=== AIM OF THE EXERCISE ===
Update the material below by changing every "Coordinates" to "Points" and keeping everything else the same.

Entries from a point annotation set
## begin

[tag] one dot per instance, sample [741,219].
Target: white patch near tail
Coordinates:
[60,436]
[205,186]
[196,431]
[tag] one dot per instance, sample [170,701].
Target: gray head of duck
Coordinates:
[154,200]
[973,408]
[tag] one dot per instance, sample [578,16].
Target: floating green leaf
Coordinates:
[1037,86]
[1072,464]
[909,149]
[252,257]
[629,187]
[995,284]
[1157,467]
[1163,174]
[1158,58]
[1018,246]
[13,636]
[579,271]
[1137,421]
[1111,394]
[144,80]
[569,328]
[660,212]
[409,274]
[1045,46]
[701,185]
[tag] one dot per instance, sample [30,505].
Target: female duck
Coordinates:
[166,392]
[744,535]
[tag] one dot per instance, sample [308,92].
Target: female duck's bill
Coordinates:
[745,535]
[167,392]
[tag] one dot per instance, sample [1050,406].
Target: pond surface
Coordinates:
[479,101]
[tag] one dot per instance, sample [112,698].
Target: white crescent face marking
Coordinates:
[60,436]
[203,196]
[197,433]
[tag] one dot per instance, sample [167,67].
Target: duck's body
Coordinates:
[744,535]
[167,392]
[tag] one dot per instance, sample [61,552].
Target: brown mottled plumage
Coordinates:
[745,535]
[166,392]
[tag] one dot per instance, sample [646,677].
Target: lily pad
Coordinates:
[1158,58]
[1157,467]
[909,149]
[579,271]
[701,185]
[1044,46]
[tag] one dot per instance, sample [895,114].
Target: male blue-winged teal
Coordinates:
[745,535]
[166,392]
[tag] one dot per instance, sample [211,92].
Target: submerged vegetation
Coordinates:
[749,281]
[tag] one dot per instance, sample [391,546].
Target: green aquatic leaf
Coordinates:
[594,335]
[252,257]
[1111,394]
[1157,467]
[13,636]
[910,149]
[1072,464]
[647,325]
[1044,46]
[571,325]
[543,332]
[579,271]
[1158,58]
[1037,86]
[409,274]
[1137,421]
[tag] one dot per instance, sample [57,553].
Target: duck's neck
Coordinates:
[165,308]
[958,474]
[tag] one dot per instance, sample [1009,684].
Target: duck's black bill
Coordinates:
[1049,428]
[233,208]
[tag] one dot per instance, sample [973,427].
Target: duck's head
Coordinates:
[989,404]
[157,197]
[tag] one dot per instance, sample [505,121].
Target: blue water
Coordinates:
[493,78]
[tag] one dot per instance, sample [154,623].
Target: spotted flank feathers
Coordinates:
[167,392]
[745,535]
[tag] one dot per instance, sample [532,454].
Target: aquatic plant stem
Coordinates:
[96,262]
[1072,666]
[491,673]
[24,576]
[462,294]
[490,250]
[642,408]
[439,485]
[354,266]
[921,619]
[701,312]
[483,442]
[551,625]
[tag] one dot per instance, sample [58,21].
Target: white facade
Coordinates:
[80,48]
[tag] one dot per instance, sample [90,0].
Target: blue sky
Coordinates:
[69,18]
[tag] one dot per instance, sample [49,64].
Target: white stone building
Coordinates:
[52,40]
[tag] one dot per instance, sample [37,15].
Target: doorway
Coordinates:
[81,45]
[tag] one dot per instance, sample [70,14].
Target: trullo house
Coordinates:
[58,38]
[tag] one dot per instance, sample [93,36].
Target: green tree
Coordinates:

## end

=== COMPLETE RESPONSE ===
[tag] one dot per instance, sample [741,219].
Target: white patch near tail
Points:
[60,436]
[205,186]
[196,431]
[tag] one dot per instance, sample [170,701].
Target: gray head of duck
Points:
[154,200]
[973,408]
[tag] one dot per instance, sample [578,16].
Target: floating green leaf
Points:
[1037,86]
[1072,464]
[909,149]
[252,257]
[629,187]
[995,284]
[1157,467]
[1163,174]
[1158,58]
[1018,246]
[13,636]
[579,271]
[1137,421]
[1111,394]
[144,80]
[569,328]
[660,212]
[409,274]
[1045,46]
[701,185]
[tag] one dot per instance, sample [30,505].
Target: female duck
Points:
[166,392]
[744,535]
[tag] one dot per instance, sample [308,92].
Target: female duck's bill
Points:
[745,535]
[167,392]
[tag] one dot per instance, sample [1050,406].
Target: pond surface
Points:
[479,101]
[tag] one dot per instance, sample [112,698].
Target: white crescent face marking
Points:
[60,436]
[203,196]
[197,433]
[tag] one dot per instance, sample [167,67].
Target: duck's body
Points:
[744,535]
[167,392]
[tag] one dot per instance, sample [61,552].
Target: brown mottled plumage
Points:
[745,535]
[166,392]
[tag] one dot per instance, sample [646,677].
Target: lily pad
Points:
[1158,58]
[1157,467]
[909,149]
[579,271]
[701,185]
[1044,46]
[tag] one dot per instance, sample [895,114].
Target: male blue-winged teal
Points:
[745,535]
[166,392]
[tag] one dot per instance, sample [211,92].
Target: submerged vegetation
Points:
[749,281]
[tag] one dot per instance, sample [391,546].
Target: green aquatic leaf
Points:
[594,335]
[252,257]
[1111,394]
[1157,467]
[13,636]
[910,149]
[1072,464]
[647,325]
[1044,46]
[571,325]
[543,332]
[579,271]
[1158,58]
[1037,86]
[409,274]
[1137,421]
[tag] one dot per instance, sample [57,553].
Target: duck's neck
Points:
[165,308]
[958,474]
[tag] one dot per instance, sample [1009,684].
Target: duck's black bill
Points:
[1049,428]
[233,208]
[tag] one dot per instance, sample [973,427].
Target: duck's head
Points:
[989,404]
[157,197]
[tag] one dot per instance, sample [505,121].
Target: blue water
Points:
[493,78]
[tag] one dot per instance, sample [154,623].
Target: spotted flank feathers
Points:
[167,392]
[745,535]
[tag] one dot per instance, sample [532,454].
Target: aquatic plant stem
Points:
[96,262]
[1072,666]
[491,673]
[24,576]
[462,294]
[490,250]
[642,408]
[439,485]
[354,266]
[921,619]
[701,312]
[483,442]
[551,625]
[tag] one dot per instance, sample [58,21].
Target: white facade
Points:
[80,48]
[tag] one dot per instance, sample [90,0].
Target: blue sky
Points:
[69,18]
[tag] one dot per instance, sample [49,64].
Target: white stone building
Points:
[52,40]
[tag] one dot per instance, sample [37,15].
Target: doorway
Points:
[81,45]
[tag] one dot per instance, sample [70,14].
Target: trullo house
Points:
[58,38]
[tag] one dot per instance, sample [93,36].
Target: green tree
Points:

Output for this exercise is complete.